··· Page excerpt
Paul Ehrlich’s co-author of that 1989 New World New Mind book discussed in the linked post above, Robert Ornstein, wrote a 1974 book The Psychology of Consciousness pushing a desire to move away from the rational, analytical mind fostered by phonetic reading and traditional math, science, or grammar to a holistic right brain orientation that would perceive the world in interdependent, relational ways. Very helpfully he tied the ability and need for such a shift to the world now being in a position to meet everyone’s ‘biological needs.’ Time then for a more collaborative, communitarian focus to global problem-solving. Needless to say, K-12 education would need to shift and Ornstein saw great possibilities once “computer-assisted instruction” was able to “take the ‘state’ of the learner into account.”
······
> Required action
According to the page excerpt, what book did Robert Ornstein write in 1974?
··· Input data
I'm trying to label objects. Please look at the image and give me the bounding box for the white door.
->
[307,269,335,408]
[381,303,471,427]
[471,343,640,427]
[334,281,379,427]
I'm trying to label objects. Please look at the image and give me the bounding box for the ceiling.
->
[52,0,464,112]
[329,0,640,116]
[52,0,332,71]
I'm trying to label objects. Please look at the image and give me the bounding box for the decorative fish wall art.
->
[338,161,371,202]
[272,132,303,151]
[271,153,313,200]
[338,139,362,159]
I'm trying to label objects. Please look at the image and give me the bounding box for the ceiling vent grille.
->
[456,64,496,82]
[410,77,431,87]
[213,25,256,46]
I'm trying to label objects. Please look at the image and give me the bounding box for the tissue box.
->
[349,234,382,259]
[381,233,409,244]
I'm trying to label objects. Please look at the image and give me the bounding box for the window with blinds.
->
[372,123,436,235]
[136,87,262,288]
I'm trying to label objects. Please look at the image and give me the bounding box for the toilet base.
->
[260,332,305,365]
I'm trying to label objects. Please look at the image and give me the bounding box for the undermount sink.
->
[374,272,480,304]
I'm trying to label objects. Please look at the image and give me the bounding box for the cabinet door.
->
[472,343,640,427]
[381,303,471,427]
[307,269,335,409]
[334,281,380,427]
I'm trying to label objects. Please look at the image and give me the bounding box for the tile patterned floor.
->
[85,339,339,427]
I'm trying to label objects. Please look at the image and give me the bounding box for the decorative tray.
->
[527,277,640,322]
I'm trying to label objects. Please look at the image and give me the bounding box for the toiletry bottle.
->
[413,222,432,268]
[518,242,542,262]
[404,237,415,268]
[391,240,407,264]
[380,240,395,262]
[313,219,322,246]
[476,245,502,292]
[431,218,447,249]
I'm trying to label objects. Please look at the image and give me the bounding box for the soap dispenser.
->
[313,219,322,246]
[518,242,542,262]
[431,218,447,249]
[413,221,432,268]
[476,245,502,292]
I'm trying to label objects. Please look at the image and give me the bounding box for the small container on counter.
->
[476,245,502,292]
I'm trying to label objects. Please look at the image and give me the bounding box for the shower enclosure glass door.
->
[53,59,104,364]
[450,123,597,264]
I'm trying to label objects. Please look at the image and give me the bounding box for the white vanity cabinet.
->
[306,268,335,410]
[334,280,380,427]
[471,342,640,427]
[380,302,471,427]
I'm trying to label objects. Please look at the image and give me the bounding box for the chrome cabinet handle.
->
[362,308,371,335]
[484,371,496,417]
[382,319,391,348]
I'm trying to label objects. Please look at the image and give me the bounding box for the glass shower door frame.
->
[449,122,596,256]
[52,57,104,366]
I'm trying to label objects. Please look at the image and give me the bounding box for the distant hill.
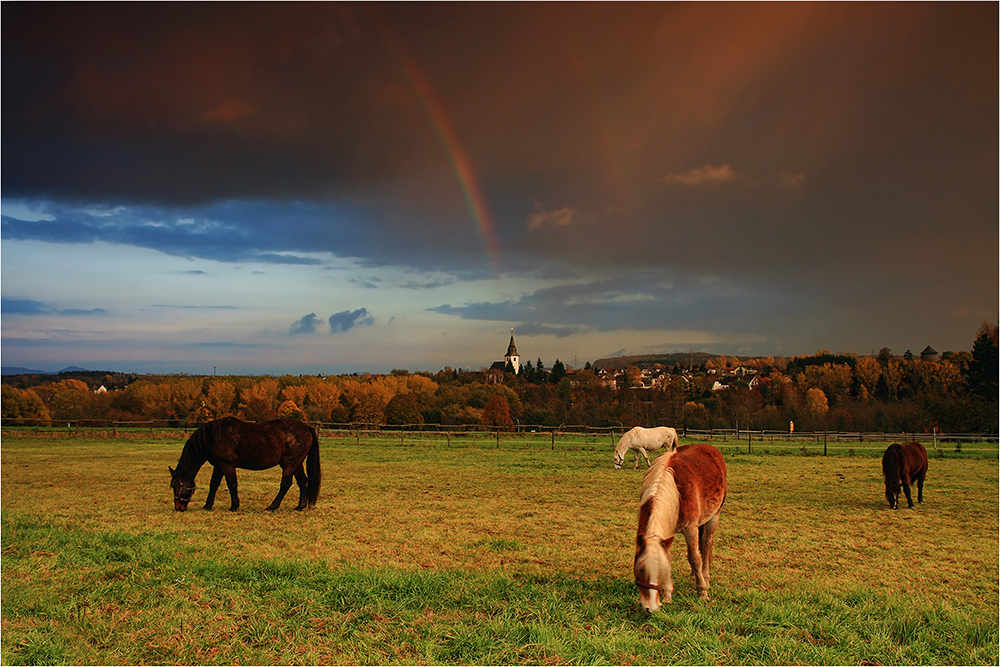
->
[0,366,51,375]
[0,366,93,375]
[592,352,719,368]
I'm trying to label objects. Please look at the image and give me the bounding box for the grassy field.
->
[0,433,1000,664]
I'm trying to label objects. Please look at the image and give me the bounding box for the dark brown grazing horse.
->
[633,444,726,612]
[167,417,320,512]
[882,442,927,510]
······
··· Input data
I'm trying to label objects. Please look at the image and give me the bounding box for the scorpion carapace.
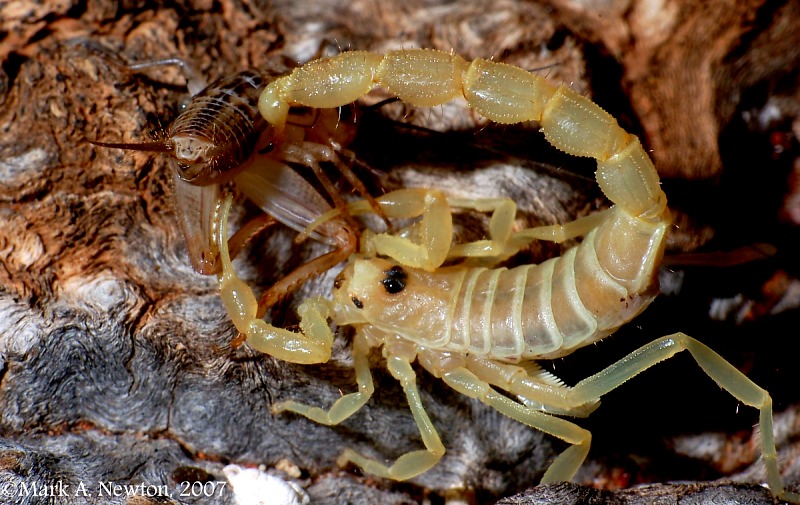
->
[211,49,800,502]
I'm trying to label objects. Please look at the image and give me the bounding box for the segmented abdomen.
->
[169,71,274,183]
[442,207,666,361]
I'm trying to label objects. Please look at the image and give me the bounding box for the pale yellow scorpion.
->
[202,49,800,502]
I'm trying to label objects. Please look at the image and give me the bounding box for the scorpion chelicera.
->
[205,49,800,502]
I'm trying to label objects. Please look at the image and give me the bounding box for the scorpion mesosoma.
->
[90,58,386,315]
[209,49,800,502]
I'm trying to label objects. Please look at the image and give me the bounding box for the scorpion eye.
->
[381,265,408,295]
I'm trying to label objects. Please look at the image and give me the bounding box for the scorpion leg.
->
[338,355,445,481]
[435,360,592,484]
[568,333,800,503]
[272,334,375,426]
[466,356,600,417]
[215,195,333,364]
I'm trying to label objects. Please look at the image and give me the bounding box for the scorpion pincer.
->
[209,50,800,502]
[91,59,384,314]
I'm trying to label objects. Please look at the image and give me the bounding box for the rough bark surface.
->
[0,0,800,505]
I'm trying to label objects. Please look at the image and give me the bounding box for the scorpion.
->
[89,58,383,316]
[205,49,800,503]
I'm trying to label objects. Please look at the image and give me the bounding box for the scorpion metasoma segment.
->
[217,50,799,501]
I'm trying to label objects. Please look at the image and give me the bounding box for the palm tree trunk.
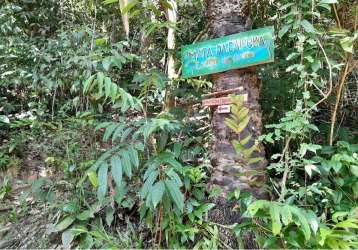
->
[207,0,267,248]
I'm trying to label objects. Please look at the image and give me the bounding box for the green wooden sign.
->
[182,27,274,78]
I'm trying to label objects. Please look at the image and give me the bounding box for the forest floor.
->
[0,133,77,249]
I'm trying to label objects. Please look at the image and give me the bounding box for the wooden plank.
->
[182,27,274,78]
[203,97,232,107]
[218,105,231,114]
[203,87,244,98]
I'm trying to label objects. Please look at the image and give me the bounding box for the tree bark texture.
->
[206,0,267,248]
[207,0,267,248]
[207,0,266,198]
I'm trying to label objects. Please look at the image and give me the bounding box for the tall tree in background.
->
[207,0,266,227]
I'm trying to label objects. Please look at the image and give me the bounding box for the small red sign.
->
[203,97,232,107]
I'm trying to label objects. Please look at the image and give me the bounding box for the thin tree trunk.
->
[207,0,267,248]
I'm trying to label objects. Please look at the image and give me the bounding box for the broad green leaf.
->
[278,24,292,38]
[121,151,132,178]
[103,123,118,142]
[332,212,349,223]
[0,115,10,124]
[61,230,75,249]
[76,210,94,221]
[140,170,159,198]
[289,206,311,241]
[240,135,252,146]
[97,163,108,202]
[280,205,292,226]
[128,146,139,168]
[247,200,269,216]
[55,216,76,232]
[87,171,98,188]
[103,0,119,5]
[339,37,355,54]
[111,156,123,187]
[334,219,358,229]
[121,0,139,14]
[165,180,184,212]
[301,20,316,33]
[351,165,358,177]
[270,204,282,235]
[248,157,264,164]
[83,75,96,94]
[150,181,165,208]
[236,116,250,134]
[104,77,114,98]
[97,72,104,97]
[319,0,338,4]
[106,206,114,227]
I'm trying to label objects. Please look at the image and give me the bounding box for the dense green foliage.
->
······
> Task solution
The Psychology of Consciousness